▶ [WHAT IS BEING ASKED]:
From the first line to the last, return the data exactly as it stands.
──────── AVAILABLE DATA
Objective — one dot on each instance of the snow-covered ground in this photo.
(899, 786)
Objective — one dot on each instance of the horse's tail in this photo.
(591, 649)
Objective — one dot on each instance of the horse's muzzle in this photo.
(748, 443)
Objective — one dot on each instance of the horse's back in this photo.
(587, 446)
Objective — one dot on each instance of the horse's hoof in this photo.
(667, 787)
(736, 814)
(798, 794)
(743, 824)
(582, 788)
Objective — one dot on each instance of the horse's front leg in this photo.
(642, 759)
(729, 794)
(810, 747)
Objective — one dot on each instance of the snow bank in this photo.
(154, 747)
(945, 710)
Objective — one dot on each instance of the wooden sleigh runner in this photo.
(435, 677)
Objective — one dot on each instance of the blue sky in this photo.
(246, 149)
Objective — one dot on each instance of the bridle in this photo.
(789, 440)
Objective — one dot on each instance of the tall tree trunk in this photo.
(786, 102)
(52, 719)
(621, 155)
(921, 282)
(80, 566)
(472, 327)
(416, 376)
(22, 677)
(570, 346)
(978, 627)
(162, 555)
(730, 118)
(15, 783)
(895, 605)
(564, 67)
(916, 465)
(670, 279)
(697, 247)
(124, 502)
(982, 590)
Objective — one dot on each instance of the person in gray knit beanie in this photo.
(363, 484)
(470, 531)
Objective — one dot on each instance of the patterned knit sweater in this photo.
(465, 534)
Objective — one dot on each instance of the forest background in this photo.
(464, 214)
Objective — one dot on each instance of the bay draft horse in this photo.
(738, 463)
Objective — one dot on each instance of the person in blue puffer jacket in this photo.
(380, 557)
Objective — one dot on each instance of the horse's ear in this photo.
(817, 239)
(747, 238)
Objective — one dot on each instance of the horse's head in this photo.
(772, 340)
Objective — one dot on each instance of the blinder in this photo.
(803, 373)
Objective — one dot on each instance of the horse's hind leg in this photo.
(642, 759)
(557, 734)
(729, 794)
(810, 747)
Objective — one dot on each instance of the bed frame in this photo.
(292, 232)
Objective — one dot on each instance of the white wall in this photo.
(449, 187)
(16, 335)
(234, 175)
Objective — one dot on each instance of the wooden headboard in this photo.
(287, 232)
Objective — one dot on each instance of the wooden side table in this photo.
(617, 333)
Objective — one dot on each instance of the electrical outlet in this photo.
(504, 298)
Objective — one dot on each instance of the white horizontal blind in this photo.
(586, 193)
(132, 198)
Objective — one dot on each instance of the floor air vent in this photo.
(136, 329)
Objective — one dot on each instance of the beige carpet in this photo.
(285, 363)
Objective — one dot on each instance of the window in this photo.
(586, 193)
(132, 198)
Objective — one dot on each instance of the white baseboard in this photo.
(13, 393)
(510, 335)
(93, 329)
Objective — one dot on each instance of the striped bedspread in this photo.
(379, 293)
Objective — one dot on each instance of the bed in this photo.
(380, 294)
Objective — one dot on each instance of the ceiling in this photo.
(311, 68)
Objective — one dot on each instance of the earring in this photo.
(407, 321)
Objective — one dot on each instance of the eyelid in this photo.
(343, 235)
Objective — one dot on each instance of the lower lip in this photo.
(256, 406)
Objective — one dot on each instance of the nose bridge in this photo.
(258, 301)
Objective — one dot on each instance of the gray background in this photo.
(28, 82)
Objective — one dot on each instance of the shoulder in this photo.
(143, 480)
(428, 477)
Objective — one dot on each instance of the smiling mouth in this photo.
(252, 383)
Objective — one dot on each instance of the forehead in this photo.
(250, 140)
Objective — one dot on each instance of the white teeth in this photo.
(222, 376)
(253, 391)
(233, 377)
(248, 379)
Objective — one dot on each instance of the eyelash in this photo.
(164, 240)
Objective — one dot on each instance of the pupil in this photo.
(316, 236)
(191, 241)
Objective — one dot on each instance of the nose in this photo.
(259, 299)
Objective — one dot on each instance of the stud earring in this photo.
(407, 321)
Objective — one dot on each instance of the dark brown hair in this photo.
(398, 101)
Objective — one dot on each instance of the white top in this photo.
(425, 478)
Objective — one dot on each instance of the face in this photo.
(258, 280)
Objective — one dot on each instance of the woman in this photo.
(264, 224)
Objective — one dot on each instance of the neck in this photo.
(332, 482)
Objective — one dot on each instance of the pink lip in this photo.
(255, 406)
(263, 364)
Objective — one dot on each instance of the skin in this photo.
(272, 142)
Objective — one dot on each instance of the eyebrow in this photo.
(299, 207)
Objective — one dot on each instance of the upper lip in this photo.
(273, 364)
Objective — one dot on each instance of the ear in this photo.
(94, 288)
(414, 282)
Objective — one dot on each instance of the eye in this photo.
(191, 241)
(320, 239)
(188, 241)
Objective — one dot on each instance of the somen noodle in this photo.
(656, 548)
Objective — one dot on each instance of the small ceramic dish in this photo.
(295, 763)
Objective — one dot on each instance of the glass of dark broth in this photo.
────────────────
▶ [RESULT OF THIS EXERCISE]:
Objective — one dot on each instance of the snow-covered ground in this photo.
(899, 786)
Objective — one dot on each instance of the horse's tail in this photo.
(591, 649)
Objective — one dot on each instance of the horse's muzzle in this photo.
(748, 443)
Objective — one dot on each instance of the horse's back in this photo.
(587, 446)
Objective — one dot on each instance of the horse's hoof in this photo.
(667, 787)
(736, 814)
(798, 794)
(743, 824)
(582, 788)
Objective — one dot on each instance of the horse's front leg in this photo.
(642, 759)
(729, 794)
(810, 747)
Objective — one dot on each instance of the snow bank in this photo.
(154, 747)
(945, 710)
Objective — one dot on each instance of the wooden sleigh runner in this photo.
(435, 677)
Objective — one dot on each instance of the blue sky in this photo.
(246, 149)
Objective — one dot on each instance of the bridle in this photo.
(789, 440)
Objective — one dot on each instance of the tall tree trunk in this photo.
(786, 102)
(52, 719)
(621, 155)
(921, 282)
(80, 566)
(472, 327)
(416, 376)
(22, 677)
(570, 346)
(978, 627)
(162, 555)
(730, 118)
(15, 783)
(895, 605)
(564, 67)
(916, 465)
(670, 279)
(697, 247)
(124, 502)
(982, 590)
Objective — one dot on each instance of the person in gray knit beanie in this photo.
(363, 484)
(470, 531)
Objective — one dot on each instance of the patterned knit sweater in this photo.
(465, 534)
Objective — one dot on each instance of the forest background in this photo.
(464, 214)
Objective — one dot on each instance of the bay draft horse in this photo.
(738, 463)
Objective — one dot on each instance of the person in blue puffer jacket in this photo.
(380, 557)
Objective — one dot on each instance of the horse's ear in this photo.
(817, 239)
(747, 238)
Objective — one dot on each instance of the horse's head in this photo.
(772, 340)
Objective — one dot on each instance of the blinder in this photo.
(803, 373)
Objective — one dot on each instance of the horse's hind leg in this photo.
(642, 759)
(557, 734)
(729, 794)
(810, 747)
Objective — one dot on each instance of the bed frame in this photo.
(292, 232)
Objective — one dot on each instance of the white wall in this photo.
(449, 187)
(16, 335)
(234, 175)
Objective — one dot on each instance of the wooden headboard in this photo.
(287, 232)
Objective — one dot on each instance of the wooden side table in this photo.
(617, 333)
Objective — one dot on each instance of the electrical outlet in this photo.
(504, 298)
Objective — one dot on each instance of the white horizontal blind in this photo.
(586, 193)
(132, 198)
Objective — one dot on each instance of the floor air vent in this photo.
(136, 329)
Objective — one dot on each instance of the beige carpet in this photo.
(285, 363)
Objective — one dot on each instance of the window in this photo.
(586, 193)
(132, 198)
Objective — one dot on each instance of the white baseboard in this photo.
(13, 393)
(510, 335)
(93, 329)
Objective — one dot on each instance of the striped bedspread in this photo.
(379, 293)
Objective — one dot on each instance of the bed in this photo.
(380, 294)
Objective — one dot on each instance of the ceiling in this photo.
(311, 68)
Objective — one dot on each instance of the earring in this photo.
(407, 321)
Objective — one dot on each instance of the eyelid in this photo.
(343, 235)
Objective — one dot on each instance of the lower lip in this photo.
(256, 406)
Objective — one dot on each instance of the nose bridge in this photo.
(258, 301)
Objective — one dot on each instance of the gray background in this photo.
(28, 82)
Objective — one dot on each instance of the shoulder in this photo.
(143, 480)
(428, 477)
Objective — one dot on each instance of the smiling mouth in this photo.
(252, 383)
Objective — one dot on each instance of the forehead in this photo.
(250, 140)
Objective — one dot on each instance of the white teeth in this photo.
(222, 376)
(253, 391)
(233, 377)
(248, 379)
Objective — one dot on each instance of the eyelash in this photo.
(164, 240)
Objective — one dot on each instance of the pupil in this photo.
(316, 236)
(191, 241)
Objective — one dot on each instance of the nose in this photo.
(259, 299)
Objective — one dot on each instance of the stud earring in this photo.
(407, 321)
Objective — one dot on each instance of the dark brown hair in this photo.
(398, 101)
Objective — one dot on each instance of the white top in this photo.
(425, 478)
Objective — one dot on each instance of the face in this photo.
(258, 280)
Objective — one dot on each instance of the woman in this photo.
(264, 224)
Objective — one dot on each instance of the neck in this photo.
(332, 482)
Objective — one dot on each instance of the pink lip in this photo.
(255, 406)
(263, 364)
Objective — one dot on each instance of the skin in this photo.
(272, 142)
Objective — one dot on each instance of the eyebrow in this photo.
(299, 207)
Objective — one dot on each instance of the upper lip in this photo.
(273, 364)
Objective — one dot on each instance of the ear in this photo.
(94, 288)
(414, 282)
Objective — one dot on each instance of the eye in this photo.
(191, 241)
(320, 239)
(188, 241)
Objective — one dot on each instance of the somen noodle in this photo.
(656, 548)
Objective — one dot on each instance of the small ceramic dish in this photo.
(295, 763)
Objective — one dot on each instance of the glass of dark broth in this photo.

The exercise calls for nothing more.